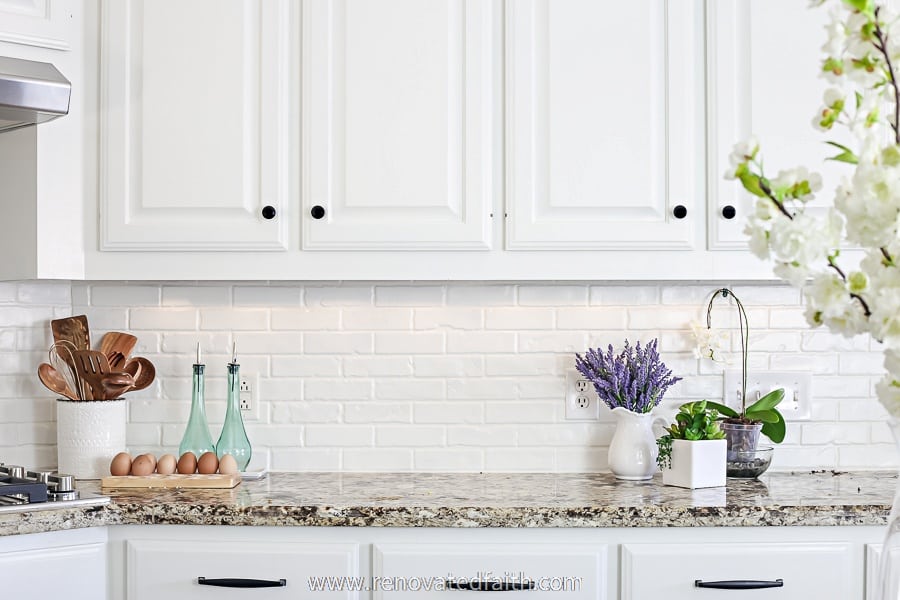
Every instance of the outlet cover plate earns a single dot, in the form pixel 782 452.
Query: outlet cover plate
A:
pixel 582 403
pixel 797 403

▬▬▬▬▬▬

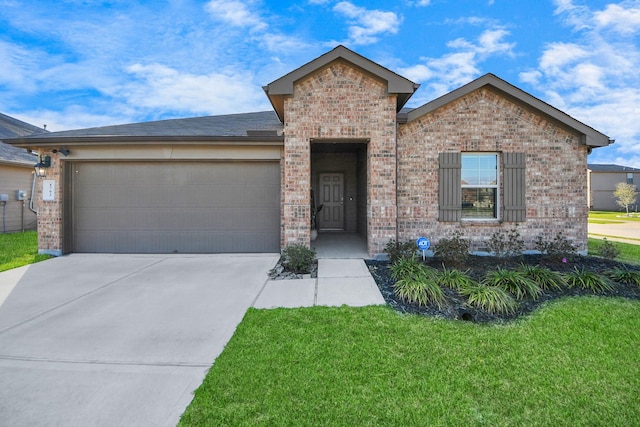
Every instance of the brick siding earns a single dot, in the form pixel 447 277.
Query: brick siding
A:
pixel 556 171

▬▬▬▬▬▬

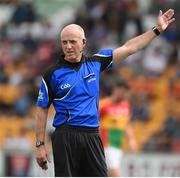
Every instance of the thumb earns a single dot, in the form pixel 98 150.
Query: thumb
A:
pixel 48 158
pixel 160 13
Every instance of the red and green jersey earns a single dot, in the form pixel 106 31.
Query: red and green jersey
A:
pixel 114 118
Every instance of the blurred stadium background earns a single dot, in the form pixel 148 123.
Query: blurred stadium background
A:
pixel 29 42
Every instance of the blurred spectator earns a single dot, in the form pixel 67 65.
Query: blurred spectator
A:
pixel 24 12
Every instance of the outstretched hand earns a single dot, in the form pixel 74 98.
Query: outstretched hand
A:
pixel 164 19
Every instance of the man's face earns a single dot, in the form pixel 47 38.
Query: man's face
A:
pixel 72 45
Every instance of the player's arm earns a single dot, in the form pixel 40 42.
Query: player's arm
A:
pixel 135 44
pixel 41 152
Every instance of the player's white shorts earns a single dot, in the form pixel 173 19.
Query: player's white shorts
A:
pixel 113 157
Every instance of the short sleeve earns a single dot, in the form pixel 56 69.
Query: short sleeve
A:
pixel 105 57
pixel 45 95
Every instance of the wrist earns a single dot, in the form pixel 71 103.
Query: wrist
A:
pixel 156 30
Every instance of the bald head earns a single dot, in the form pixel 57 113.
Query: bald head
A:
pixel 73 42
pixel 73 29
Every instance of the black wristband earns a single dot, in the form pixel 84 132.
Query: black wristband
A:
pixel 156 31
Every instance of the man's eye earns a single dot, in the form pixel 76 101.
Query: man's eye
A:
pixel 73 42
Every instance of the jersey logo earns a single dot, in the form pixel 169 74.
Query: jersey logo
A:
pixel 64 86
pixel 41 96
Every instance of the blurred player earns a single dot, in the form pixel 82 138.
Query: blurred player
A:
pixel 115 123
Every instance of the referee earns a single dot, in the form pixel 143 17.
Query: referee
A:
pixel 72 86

▬▬▬▬▬▬

> **WORK REQUIRED**: Using the data above, return each line that includes the word "hand".

> **SOLUTION FOR THIS PROBLEM**:
Every instance of the outstretched hand earns a single dot, in the form pixel 74 98.
Query: outstretched hand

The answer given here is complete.